Repeat the records verbatim and leave the pictures out of your copy.

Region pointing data
· · · · ·

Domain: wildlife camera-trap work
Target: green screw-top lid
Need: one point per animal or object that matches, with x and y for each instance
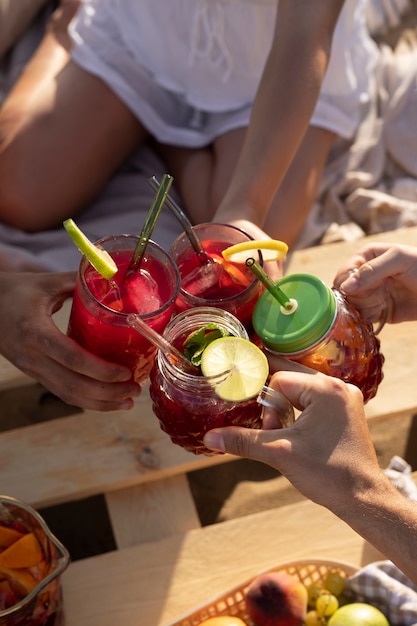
(298, 328)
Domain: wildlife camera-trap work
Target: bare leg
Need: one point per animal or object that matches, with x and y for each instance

· · · · ·

- _ANSWER SPACE_
Domain: wildlife camera-trap work
Target: green screw-top lid
Need: one point per animal or object that matches, with x and y for each instance
(298, 328)
Domain: wildlife camera-trap work
Target: bare leg
Need: one point per animal or object that matches, with x and y for each instance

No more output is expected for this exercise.